Coordinate annotation records:
—————

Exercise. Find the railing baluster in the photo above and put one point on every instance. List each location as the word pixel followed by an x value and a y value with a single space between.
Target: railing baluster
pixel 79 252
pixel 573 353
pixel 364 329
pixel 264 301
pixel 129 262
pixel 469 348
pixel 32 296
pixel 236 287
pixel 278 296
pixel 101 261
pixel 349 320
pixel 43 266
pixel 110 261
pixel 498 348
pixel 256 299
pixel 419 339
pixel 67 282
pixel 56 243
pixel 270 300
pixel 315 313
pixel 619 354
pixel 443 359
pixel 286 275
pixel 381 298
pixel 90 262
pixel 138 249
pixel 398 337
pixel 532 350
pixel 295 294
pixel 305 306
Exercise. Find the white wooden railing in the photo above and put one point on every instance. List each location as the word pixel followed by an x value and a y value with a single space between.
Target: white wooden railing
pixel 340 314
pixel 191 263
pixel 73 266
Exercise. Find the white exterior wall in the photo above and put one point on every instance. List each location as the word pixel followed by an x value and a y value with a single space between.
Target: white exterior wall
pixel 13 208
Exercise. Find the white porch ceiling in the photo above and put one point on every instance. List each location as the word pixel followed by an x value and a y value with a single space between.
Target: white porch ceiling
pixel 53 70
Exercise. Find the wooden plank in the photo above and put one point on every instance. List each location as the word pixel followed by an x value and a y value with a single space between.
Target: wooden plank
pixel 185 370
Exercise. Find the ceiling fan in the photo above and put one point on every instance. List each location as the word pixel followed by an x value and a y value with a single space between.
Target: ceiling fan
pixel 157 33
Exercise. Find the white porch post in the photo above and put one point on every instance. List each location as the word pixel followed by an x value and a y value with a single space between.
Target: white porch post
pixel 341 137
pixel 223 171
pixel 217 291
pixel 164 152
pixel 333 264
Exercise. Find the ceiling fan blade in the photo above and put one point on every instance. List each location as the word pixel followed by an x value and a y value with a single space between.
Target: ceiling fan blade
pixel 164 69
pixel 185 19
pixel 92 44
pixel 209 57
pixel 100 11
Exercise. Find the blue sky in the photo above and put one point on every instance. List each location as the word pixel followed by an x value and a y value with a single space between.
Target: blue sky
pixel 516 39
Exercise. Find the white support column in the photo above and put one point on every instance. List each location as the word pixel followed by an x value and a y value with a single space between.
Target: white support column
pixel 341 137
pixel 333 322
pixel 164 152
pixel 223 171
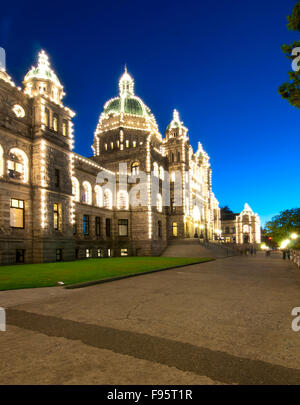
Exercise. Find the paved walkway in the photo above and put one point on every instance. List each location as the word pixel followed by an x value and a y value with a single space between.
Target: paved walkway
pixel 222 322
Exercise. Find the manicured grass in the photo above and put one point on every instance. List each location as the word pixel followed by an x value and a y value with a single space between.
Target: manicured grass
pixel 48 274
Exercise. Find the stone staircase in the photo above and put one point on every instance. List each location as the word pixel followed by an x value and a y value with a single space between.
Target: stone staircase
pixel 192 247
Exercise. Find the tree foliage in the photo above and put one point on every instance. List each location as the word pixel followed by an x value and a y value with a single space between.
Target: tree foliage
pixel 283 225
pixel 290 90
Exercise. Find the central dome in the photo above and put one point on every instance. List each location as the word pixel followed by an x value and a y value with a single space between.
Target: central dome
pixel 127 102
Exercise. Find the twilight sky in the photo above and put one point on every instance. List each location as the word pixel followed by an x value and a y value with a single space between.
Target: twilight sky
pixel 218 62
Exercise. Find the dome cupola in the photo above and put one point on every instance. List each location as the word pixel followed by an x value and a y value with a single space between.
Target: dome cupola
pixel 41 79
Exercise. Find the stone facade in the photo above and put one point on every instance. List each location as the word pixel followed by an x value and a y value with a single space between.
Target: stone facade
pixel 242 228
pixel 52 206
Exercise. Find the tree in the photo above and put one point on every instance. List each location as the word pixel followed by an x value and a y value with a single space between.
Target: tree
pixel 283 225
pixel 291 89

—————

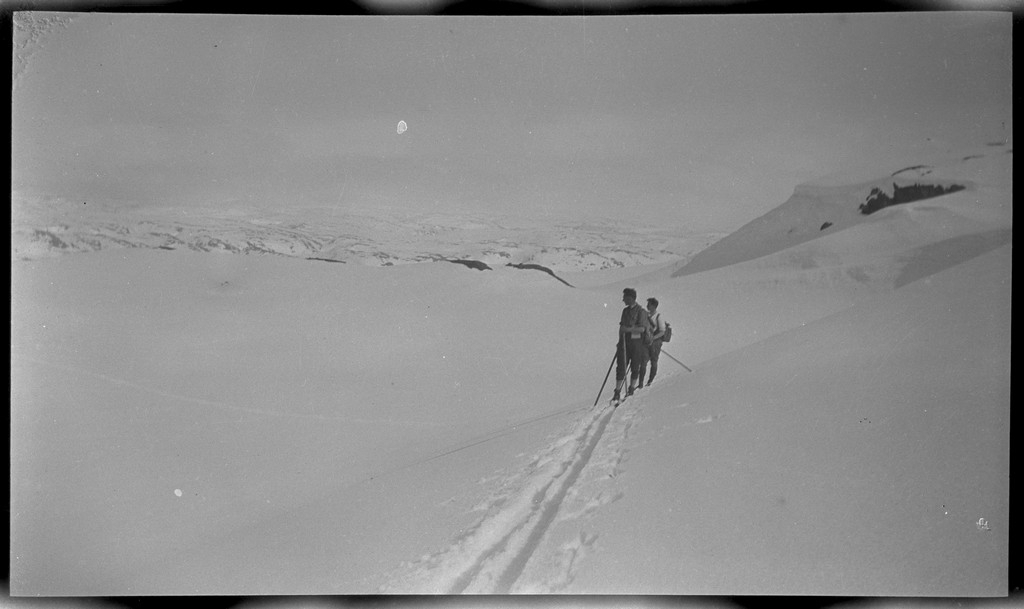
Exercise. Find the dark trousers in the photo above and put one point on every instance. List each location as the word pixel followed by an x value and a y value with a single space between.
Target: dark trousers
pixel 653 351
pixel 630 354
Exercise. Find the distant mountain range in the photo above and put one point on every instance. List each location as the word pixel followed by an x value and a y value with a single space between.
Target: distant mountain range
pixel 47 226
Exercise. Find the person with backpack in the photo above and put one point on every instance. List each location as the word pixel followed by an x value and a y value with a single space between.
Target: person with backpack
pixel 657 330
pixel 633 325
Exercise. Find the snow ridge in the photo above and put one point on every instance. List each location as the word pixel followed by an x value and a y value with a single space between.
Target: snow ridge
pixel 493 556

—————

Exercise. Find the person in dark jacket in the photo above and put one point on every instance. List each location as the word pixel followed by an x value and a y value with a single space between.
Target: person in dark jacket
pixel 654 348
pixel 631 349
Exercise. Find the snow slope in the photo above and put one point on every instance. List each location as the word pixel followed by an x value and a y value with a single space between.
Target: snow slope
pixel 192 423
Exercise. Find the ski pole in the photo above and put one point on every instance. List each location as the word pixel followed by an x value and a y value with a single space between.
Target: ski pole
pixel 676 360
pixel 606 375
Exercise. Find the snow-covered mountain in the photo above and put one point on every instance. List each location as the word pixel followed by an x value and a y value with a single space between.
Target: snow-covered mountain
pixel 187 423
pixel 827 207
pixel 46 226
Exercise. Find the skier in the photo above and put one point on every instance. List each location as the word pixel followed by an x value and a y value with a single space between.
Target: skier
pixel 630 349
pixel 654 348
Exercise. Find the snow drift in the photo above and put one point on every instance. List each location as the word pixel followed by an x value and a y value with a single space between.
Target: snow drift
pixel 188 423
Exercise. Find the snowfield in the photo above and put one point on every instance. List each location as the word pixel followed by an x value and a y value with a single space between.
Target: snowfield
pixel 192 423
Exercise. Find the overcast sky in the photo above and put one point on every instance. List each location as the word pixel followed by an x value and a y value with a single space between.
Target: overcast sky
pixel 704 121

—————

**The task**
Update the material starting at the line containing "Exercise. Find the white porch post" and ending at the line containing "pixel 333 264" by putting "white porch column" wherever "white porch post" appears, with nothing else changed. Return only those lines.

**Output for this task**
Exercise. Find the white porch column in the photo above and put one point on every instance. List each location as the word pixel followed by an x value and a y value with a single space between.
Target: white porch column
pixel 341 137
pixel 223 171
pixel 217 291
pixel 164 152
pixel 333 264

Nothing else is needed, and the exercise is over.